## BEGIN Exercise input

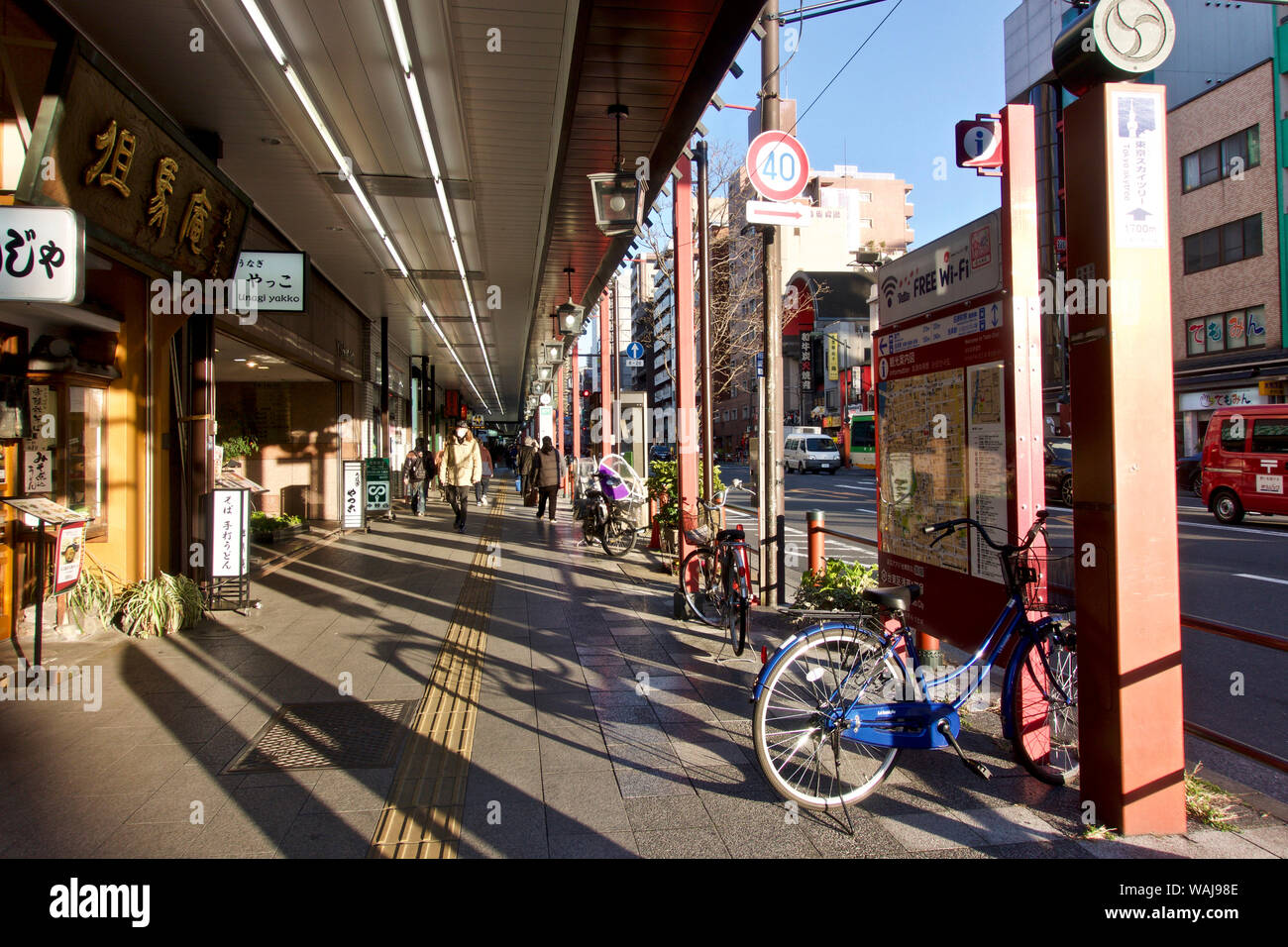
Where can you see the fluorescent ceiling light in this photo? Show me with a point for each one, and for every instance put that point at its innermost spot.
(426, 142)
(265, 31)
(399, 37)
(316, 116)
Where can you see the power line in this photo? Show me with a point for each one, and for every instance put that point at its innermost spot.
(799, 118)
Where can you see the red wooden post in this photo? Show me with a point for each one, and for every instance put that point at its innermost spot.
(815, 525)
(605, 377)
(686, 356)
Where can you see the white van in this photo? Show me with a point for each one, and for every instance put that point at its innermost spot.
(811, 453)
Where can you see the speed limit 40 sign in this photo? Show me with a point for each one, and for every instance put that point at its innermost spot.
(777, 165)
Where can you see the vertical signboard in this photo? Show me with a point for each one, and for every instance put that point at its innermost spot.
(958, 414)
(71, 549)
(377, 484)
(231, 557)
(353, 510)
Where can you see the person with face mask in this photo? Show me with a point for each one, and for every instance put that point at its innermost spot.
(462, 468)
(549, 470)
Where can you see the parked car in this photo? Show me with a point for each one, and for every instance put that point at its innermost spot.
(811, 453)
(1244, 460)
(1189, 474)
(1059, 468)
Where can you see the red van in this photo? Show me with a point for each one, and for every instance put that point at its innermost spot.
(1245, 462)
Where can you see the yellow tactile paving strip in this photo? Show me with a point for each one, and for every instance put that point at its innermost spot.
(423, 813)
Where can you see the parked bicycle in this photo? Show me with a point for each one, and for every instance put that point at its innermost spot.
(836, 702)
(605, 506)
(722, 567)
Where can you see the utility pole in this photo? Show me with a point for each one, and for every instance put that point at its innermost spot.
(771, 423)
(699, 153)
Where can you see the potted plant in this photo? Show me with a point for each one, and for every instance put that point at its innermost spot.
(837, 587)
(664, 488)
(266, 528)
(237, 447)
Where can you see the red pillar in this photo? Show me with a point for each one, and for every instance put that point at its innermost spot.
(576, 403)
(605, 380)
(686, 357)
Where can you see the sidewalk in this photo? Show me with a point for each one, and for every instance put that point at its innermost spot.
(529, 735)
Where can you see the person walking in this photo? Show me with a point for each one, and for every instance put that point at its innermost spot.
(481, 487)
(527, 454)
(549, 470)
(416, 475)
(460, 470)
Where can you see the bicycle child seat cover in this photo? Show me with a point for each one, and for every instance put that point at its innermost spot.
(613, 486)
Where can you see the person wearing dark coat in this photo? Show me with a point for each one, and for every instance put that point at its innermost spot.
(549, 471)
(527, 455)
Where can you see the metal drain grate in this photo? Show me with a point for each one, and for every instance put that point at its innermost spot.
(347, 735)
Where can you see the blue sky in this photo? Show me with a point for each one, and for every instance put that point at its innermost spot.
(932, 63)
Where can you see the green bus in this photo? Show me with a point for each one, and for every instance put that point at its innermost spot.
(863, 441)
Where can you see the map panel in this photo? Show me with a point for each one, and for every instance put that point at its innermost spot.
(926, 474)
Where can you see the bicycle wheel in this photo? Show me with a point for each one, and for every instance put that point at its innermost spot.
(618, 536)
(737, 599)
(1044, 720)
(799, 749)
(706, 603)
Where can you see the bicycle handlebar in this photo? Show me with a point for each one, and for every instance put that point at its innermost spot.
(951, 526)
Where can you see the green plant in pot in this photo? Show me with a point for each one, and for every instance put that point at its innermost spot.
(161, 605)
(837, 587)
(664, 488)
(94, 592)
(239, 446)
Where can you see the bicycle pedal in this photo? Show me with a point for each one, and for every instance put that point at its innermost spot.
(979, 770)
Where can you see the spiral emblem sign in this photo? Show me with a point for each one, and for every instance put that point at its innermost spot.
(1133, 35)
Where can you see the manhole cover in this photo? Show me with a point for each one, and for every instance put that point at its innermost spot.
(348, 735)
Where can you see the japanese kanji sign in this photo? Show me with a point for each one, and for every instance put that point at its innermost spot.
(71, 549)
(102, 150)
(42, 254)
(353, 506)
(274, 279)
(230, 534)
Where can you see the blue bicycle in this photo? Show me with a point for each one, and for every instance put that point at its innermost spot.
(836, 702)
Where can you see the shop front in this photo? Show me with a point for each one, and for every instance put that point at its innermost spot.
(107, 390)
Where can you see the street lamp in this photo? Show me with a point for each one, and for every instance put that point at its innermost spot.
(570, 317)
(617, 195)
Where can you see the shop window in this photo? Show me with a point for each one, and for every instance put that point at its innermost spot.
(1237, 240)
(85, 486)
(1223, 158)
(77, 475)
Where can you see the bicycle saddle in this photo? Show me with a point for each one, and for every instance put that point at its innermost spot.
(897, 598)
(698, 538)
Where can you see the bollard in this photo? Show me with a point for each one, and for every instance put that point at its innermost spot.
(815, 526)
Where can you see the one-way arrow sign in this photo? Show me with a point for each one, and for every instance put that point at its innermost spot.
(773, 213)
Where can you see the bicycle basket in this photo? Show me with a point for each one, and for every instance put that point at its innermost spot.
(1047, 578)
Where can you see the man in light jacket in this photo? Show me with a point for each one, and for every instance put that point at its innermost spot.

## END Exercise input

What the task requires
Rewrite all of the data above, changing every "in this photo" to "in this image" and keeping everything else the same. Leave the pictures out of your answer.

Answer to the problem
Where can you see the fluorescent ceiling light in this image? Show me with a point for each one, and for every instance put that point at its innermost spot.
(426, 142)
(265, 31)
(399, 37)
(316, 116)
Where can you see the power line in this image? Show me with a point for each one, and for every instance put that point at its innermost spot.
(799, 118)
Where can you see the red wooden post in this image? Show me with a point for each one, and for every instance put that point at its innermost spot.
(815, 525)
(605, 377)
(686, 356)
Where can you see the white van in this image? Show me with a point for each one, and for every instance put that point at its innermost spot.
(811, 453)
Where can you see the speed limit 40 sign in this image? Show me with a point for each one, and for every instance put that point at its innermost spot.
(777, 165)
Where can you see the vertical signboard in this image? Show me with a point for each one, and for every instance put that point at its innermost spot.
(958, 414)
(71, 549)
(377, 484)
(231, 557)
(353, 510)
Where can you see the person with face mask in this image? Show me with a point for each one, and for every instance put that point at its innermost spot.
(462, 468)
(549, 470)
Where can you see the parked car in this image? Show me with a point for each one, and for every instance put that point at its innermost spot.
(811, 453)
(1244, 460)
(1189, 474)
(1059, 468)
Where can you see the red van in this image? Show me with a point for each one, and for every instance put that point at its innermost spot.
(1245, 462)
Where can you see the yellow tactile paving strip in this image? Show me with a point for each one, and for every instance put that point at its innermost spot.
(423, 813)
Where can you see the parked bicycle in this image? Show me with a point for each one, and for every instance put that point at its innermost spot.
(836, 702)
(605, 506)
(722, 567)
Where can you see the utility pole in this image? Show me with a point for each one, and for every instance put that point at its innermost spot.
(771, 423)
(699, 153)
Where can you see the potted plant in this image? Show me with a point for each one, and for every instance put that point at its innermost spot.
(837, 587)
(664, 488)
(266, 528)
(237, 447)
Where can you see the red pillar in this image? Show me with a point for each one, and for every instance put that point at its innermost spot.
(576, 403)
(605, 380)
(686, 357)
Where can you see the sidewalk in this image? Show me with a point for each one, and for every instance put that point at its innermost spot.
(529, 735)
Where can you see the person walking in this image? Show me with a point for each one, and for every instance put that point at its innermost spot.
(481, 487)
(527, 454)
(549, 470)
(416, 475)
(460, 470)
Where can you see the bicycle child seat cover in this image? Show me with a point for each one, and for every instance put that point at its innermost spot.
(613, 486)
Where can you see the person wearing dark coat in this image? Show me with a point for each one, and for every instance put that point at its innermost spot.
(549, 471)
(527, 455)
Where can you see the metal drain grate in this image? Show me with a point for each one, and for every instance put that point at its innermost spot.
(347, 735)
Where can you see the blue sky in this image? Show me with a point for each one, and for every instance put that point at its innermost spot.
(932, 63)
Where can you see the green bus in this image? Show me with a point for each one, and for every instance put that point at its innermost spot.
(863, 441)
Where can you see the map panel in this image? Show me with a point for each one, and for every instance put that point at its innermost spot.
(926, 474)
Where can you see the bicycle wheel in this image? Show me with a point for each one, and for every instance put that point at its innermost spot.
(618, 536)
(737, 599)
(1044, 720)
(799, 749)
(706, 603)
Where can you see the bicycle handlebar in this image? Show me with a point for each one, and for every instance put that point at its innermost spot.
(951, 526)
Where can you see the green plant in pot in this image? Show me with a point for each one, and for every instance put that point at its innermost spot.
(161, 605)
(837, 587)
(664, 488)
(94, 592)
(239, 446)
Where can you see the bicycle pedal in this image? Show me with a point for each one, and for every instance put that point at its innermost spot.
(979, 770)
Where can you see the spiral emblem sign in this image? Show me with a point for each one, and for every instance put that point at its innermost spot.
(1133, 35)
Where can you see the manhole cover in this image? Show me with a point for each one, and for every instance put that point at its innermost spot.
(348, 735)
Where can you see the japanese kanji sign in this image? Show me with a point for each one, and for every instance put that point at its innermost spot.
(71, 549)
(102, 150)
(42, 254)
(353, 506)
(274, 279)
(230, 534)
Where can you see the blue bicycle in this image? Show me with a point for each one, and for every instance put that point at its innermost spot.
(836, 702)
Where can you see the shop front in this image? Show me with a point for each one, and for every instance put that point at its innermost spot.
(107, 390)
Where can you see the street lamp in this image? Show me with a point for each one, and for every instance put that point at its innermost spot.
(570, 317)
(617, 195)
Where can you see the shop window in this image? Show me with a point for each one, and for every instance put that point at its innermost spot.
(1237, 240)
(85, 486)
(1223, 158)
(77, 475)
Where can you see the bicycle saddle in this image? Show me with a point for each one, and for every instance put that point at its innermost spot.
(897, 598)
(698, 538)
Where can you see the bollard in this image? Show me with a point for each one, and for every instance put that point at its innermost spot.
(815, 526)
Where can you see the one-way arrow sign in this image? Show me with a point for each one, and for every instance put that point at its innermost spot.
(773, 213)
Where can you see the bicycle basket in this image? Show me with a point for each one, and for every instance put that point at its innermost spot.
(1047, 578)
Where can you see the man in light jacket in this image? Show me with a point for each one, and for every instance put that point at its innermost spot.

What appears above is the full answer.